Source material ->
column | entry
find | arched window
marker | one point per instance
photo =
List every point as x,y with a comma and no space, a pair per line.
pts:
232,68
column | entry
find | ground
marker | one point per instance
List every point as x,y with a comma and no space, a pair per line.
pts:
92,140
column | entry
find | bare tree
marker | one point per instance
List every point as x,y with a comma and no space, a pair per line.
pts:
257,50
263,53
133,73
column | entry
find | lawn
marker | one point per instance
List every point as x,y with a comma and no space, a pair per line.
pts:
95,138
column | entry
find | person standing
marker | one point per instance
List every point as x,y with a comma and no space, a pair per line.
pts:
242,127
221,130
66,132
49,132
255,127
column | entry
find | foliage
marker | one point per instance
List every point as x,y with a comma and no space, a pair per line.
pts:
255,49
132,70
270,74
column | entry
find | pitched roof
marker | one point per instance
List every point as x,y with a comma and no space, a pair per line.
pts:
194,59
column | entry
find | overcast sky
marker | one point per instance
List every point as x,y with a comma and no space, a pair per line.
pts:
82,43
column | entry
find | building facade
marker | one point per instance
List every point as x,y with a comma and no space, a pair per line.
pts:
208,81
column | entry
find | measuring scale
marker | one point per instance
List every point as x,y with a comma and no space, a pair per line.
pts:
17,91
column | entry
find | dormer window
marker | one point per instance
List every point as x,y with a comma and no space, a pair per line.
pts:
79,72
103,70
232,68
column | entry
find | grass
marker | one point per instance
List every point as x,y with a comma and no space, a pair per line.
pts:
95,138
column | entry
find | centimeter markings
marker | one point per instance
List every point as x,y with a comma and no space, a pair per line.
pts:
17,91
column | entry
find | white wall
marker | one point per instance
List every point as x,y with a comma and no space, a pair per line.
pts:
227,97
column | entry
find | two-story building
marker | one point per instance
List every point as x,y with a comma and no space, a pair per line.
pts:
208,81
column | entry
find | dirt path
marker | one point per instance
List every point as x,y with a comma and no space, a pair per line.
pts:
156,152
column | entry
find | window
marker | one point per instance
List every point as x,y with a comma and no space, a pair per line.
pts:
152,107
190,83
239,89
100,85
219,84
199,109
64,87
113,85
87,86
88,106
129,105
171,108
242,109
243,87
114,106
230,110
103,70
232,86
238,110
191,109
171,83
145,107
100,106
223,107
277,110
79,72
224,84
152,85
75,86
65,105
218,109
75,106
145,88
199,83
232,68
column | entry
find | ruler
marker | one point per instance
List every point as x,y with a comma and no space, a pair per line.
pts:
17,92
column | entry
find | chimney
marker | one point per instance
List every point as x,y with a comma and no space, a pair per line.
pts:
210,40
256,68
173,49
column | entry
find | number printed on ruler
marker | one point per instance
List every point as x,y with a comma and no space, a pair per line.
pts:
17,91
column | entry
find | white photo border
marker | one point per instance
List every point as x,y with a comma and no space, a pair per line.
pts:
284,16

The request -> Pick out each line in the rows above that contains the string "building", and copy those lines.

The result ->
find | building facade
find | two-story building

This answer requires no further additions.